* Exercise
Take the records below from their first line to the line with "<point>93,598</point>", and restate those lines word for word.
[Start of section]
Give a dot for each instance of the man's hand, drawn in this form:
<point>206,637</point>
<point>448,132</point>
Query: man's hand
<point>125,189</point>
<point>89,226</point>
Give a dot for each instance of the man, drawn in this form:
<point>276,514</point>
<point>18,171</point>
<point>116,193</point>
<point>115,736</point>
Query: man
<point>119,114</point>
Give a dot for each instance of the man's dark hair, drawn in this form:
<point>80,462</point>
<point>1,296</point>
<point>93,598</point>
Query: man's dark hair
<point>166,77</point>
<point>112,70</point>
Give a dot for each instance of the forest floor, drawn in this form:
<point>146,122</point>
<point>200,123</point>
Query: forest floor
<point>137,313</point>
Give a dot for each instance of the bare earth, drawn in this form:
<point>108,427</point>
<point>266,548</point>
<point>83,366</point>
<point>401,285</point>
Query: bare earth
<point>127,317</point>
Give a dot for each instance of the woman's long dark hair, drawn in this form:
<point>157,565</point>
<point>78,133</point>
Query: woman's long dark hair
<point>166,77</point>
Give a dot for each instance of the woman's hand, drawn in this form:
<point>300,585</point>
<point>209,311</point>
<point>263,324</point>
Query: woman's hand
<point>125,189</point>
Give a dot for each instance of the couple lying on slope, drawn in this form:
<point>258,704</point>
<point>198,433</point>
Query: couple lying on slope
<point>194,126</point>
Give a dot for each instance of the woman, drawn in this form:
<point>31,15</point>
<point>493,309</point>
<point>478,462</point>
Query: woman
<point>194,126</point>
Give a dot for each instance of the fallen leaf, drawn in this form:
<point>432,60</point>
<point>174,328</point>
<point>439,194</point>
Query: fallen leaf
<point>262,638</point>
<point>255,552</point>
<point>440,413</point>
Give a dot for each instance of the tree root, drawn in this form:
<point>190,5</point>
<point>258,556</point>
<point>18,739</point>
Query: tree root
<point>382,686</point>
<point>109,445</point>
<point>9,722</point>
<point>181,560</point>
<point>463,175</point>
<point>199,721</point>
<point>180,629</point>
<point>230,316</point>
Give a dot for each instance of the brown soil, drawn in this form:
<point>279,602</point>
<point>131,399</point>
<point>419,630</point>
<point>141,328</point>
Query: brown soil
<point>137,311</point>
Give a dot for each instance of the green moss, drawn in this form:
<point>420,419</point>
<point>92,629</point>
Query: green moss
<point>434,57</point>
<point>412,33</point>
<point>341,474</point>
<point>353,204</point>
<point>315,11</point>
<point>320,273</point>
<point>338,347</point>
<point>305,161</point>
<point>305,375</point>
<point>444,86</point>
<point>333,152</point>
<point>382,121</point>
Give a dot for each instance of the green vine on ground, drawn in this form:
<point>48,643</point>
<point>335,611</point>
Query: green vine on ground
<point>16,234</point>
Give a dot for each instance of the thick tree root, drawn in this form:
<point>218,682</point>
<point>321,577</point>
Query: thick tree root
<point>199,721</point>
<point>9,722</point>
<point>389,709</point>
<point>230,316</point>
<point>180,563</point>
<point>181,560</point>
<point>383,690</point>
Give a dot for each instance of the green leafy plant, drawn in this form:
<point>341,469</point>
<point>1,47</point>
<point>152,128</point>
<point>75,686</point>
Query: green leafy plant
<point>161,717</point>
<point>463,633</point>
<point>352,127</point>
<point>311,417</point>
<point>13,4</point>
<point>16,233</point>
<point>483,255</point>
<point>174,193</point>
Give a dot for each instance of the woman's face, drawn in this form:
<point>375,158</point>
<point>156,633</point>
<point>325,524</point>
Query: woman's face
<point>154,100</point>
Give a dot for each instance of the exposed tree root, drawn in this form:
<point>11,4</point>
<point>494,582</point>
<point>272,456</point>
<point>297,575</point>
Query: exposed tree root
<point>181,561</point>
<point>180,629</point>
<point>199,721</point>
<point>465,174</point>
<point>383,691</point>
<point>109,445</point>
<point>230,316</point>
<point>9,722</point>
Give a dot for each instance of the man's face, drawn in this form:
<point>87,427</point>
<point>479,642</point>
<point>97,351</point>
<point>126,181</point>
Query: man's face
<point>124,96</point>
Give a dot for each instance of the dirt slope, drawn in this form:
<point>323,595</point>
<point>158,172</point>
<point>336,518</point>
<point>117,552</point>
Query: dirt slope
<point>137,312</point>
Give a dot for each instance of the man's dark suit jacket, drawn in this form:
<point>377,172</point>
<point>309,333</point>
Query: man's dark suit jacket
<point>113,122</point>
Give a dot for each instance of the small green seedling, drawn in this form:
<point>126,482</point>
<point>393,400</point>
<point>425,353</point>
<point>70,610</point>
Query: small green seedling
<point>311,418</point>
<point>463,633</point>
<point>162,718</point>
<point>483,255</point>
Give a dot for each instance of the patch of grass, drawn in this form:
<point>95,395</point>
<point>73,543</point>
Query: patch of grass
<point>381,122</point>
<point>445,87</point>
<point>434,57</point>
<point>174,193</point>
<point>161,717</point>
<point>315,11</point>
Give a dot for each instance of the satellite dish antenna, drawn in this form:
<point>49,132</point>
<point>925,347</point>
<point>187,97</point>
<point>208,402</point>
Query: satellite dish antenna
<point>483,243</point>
[End of section]
* Answer space
Give a dot for each instance of the man's hand, drawn in this form:
<point>206,637</point>
<point>448,132</point>
Query: man's hand
<point>125,189</point>
<point>89,226</point>
Give a dot for each instance of the man, drawn in this form:
<point>276,514</point>
<point>18,171</point>
<point>116,193</point>
<point>115,736</point>
Query: man
<point>119,114</point>
Give a dot for each instance of the man's dark hair, drawn in this form:
<point>80,462</point>
<point>1,296</point>
<point>93,598</point>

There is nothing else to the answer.